Maria Avelina Fuhro Gastal
O calendário nos indica que hoje é 1º de julho de 2020. Começamos o segundo semestre de um ano que está em suspenso desde a segunda quinzena de março.
Começamos 2020 como todos os outros anos, pulamos ondas, brindamos, comemos lentilha, porco, vestimos branco, estabelecemos metas, traçamos planos, fizemos promessas. A expectativa é sempre de algo diferente, melhor. Sabemos que nem tudo se realizará e que quebraremos muitas das promessas já em janeiro, mas nos empenhamos em desejar.

## Itens listados em um conjunto de dados
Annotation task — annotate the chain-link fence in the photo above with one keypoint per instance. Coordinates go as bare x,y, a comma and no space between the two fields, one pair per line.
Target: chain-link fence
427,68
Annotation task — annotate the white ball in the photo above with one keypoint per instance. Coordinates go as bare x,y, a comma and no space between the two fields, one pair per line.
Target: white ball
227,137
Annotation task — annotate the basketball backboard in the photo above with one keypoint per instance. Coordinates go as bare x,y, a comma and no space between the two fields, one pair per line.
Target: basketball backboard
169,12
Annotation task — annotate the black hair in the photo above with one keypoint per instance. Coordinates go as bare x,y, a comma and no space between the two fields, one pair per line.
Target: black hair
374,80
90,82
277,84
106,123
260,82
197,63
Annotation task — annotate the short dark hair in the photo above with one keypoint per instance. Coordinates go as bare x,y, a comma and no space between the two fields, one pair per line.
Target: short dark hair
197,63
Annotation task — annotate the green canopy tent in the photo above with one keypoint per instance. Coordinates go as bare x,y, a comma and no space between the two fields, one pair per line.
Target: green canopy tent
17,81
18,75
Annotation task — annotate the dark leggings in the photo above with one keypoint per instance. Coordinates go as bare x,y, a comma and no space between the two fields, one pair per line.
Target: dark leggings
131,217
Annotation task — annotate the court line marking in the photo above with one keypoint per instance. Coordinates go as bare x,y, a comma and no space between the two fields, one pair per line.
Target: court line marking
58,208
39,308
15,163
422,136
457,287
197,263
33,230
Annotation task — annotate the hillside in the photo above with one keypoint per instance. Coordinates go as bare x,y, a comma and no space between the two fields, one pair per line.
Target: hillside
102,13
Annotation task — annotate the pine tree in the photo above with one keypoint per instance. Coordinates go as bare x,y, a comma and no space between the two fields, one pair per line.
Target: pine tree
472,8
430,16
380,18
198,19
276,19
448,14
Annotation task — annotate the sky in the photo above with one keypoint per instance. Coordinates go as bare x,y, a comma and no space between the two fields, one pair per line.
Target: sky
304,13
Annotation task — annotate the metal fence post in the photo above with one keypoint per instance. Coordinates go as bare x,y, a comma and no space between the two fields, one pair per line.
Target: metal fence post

## Instruções da tarefa
Repita na íntegra o texto sobre o começo de 2020, sem mudar nada.

## Resposta abaixo
Maria Avelina Fuhro Gastal
O calendário nos indica que hoje é 1º de julho de 2020. Começamos o segundo semestre de um ano que está em suspenso desde a segunda quinzena de março.
Começamos 2020 como todos os outros anos, pulamos ondas, brindamos, comemos lentilha, porco, vestimos branco, estabelecemos metas, traçamos planos, fizemos promessas. A expectativa é sempre de algo diferente, melhor. Sabemos que nem tudo se realizará e que quebraremos muitas das promessas já em janeiro, mas nos empenhamos em desejar.